• The request: Transcribe all the records with complete accuracy.
BEGIN Supplied data
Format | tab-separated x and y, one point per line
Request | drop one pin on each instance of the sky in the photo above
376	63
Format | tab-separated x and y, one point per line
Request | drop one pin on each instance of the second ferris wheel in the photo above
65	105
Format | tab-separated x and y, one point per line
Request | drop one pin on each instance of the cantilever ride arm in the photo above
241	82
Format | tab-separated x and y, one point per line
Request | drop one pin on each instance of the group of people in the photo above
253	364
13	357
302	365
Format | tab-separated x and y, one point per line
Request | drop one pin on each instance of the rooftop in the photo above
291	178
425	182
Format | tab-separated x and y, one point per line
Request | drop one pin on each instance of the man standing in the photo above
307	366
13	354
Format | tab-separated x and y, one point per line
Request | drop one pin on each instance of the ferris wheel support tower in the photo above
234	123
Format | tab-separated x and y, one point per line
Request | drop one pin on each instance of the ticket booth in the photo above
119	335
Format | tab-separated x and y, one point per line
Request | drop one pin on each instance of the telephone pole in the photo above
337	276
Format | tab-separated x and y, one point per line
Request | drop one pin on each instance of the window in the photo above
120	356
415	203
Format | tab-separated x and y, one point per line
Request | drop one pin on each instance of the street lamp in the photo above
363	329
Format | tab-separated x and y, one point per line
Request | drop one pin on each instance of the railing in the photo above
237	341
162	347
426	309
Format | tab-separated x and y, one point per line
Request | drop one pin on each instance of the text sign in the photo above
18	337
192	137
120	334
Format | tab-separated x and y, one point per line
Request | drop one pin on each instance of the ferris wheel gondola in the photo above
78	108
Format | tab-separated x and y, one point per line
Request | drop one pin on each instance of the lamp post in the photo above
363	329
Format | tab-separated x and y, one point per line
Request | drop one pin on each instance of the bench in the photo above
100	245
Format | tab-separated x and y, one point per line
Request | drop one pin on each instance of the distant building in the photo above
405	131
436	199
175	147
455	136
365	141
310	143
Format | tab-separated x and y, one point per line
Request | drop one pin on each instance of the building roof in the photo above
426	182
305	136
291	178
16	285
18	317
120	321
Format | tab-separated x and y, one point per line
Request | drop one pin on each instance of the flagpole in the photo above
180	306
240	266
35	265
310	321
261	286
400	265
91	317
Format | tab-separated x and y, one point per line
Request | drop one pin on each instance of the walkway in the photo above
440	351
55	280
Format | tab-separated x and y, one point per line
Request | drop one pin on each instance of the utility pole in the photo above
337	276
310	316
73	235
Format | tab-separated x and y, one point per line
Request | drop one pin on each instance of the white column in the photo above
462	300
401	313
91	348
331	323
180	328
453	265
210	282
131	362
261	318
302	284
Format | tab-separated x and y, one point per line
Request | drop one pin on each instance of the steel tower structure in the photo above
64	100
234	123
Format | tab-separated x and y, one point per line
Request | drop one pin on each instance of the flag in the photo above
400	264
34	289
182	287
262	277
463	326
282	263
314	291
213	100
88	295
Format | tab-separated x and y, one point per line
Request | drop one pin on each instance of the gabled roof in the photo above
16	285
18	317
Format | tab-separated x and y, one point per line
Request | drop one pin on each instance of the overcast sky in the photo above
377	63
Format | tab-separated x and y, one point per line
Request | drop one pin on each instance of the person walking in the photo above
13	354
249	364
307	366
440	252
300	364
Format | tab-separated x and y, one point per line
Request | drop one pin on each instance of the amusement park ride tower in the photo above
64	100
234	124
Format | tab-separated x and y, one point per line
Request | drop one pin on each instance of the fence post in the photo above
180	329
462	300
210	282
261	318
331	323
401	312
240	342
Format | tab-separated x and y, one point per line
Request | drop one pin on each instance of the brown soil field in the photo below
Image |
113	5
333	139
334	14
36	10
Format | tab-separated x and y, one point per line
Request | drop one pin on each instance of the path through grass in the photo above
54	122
END Supplied data
• Final answer:
Format | tab-separated x and y, one point per line
Request | drop one pin on each instance of the sky in the photo above
376	63
Format | tab-separated x and y, one point per line
Request | drop one pin on each instance of the second ferris wheel in the photo above
65	105
Format | tab-separated x and y, one point per line
Request | drop one pin on each instance of the cantilever ride arm in the photo above
241	82
Format | tab-separated x and y, one point per line
Request | drop one pin on each instance of the group of people in the photo above
253	364
13	357
302	365
Format | tab-separated x and y, one point per line
Request | drop one pin on each instance of the rooftop in the photo above
291	178
425	182
Format | tab-separated x and y, one point per line
Request | drop one pin on each instance of the man standing in the photo above
307	366
13	354
Format | tab-separated x and y, one point per line
Request | drop one pin on each instance of the ferris wheel support tower in the photo above
234	123
Format | tab-separated x and y, one point per line
Request | drop one pin on each instance of the ticket booth in the photo above
119	335
Format | tab-separated x and y, one point per line
Request | drop one pin on each instance of the telephone pole in the photo above
337	276
Format | tab-separated x and y, one point per line
Request | drop one pin on each instance of the window in the photo above
120	356
415	203
Format | tab-separated x and y, one point per line
Request | drop one pin on each instance of the street lamp in the photo above
363	329
Format | tab-separated x and y, one point per line
Request | drop one pin on each instance of the railing in the photo above
237	341
162	347
426	309
Format | tab-separated x and y, one point per line
Request | drop one pin on each instance of the text sign in the photo above
18	337
192	137
120	334
Format | tab-separated x and y, one point per line
Request | drop one pin on each instance of the ferris wheel gondola in the photo above
78	108
Format | tab-separated x and y, one point per line
Request | drop one pin on each instance of the lamp post in the photo above
363	329
Format | tab-separated x and y, one point per line
Request | drop one pin on each instance of the bench in the photo above
100	245
Format | tab-separated x and y, one point per line
Request | drop one pin on each instance of the distant building in the photo above
405	131
436	199
175	147
455	136
365	141
310	143
Format | tab-separated x and y, one point per line
Request | drop one pin on each instance of the building roof in the photo above
426	182
305	136
291	178
16	285
18	317
120	321
Format | tab-separated x and y, one point per line
Request | drop one pin on each instance of the flagpole in the photo above
180	306
240	266
35	265
310	321
261	286
400	265
91	317
Format | tab-separated x and y, one point per line
Request | drop one pin on each instance of the walkway in the photo above
440	351
55	280
Format | tab-separated x and y, one point per line
Request | drop one pin on each instance of the utility pole in the photo above
337	276
310	316
73	235
Format | tab-separated x and y, one point per line
Request | drop one pin on each instance of the white column in the photo above
462	300
401	313
91	348
331	323
180	328
453	265
210	282
131	362
261	318
302	284
Format | tab-separated x and y, one point per line
Request | drop one pin on each instance of the steel tower structure in the photo above
64	100
234	123
Format | tab-separated x and y, one point per line
Request | drop one pin on each instance of the flag in the photo above
400	264
34	289
182	287
262	277
463	326
282	263
314	291
213	100
88	295
Format | tab-separated x and y, one point per line
Request | drop one pin on each instance of the gabled roof in the photo above
16	285
18	317
Format | tab-separated x and y, one point per line
Request | drop one pin on each instance of the overcast sky in the photo above
377	63
Format | tab-separated x and y, one point per line
Request | drop one pin on each instance of the person walking in the photo above
13	354
249	364
307	366
440	252
300	364
Format | tab-separated x and y, one point per line
Request | drop one pin on each instance of the amusement park ride tower in the photo above
64	100
234	124
Format | tab-separated x and y, one point per line
Request | drop one pin on each instance of the fence post in the photo above
180	329
462	300
210	282
261	318
331	323
401	312
240	342
Format | tab-separated x and y, one point per line
Request | drop one pin on each instance of the brown soil field in the photo below
Image |
113	5
333	139
334	14
36	10
Format | tab-separated x and y, one point per line
Request | drop one pin on each instance of the path through grass in the photo above
54	122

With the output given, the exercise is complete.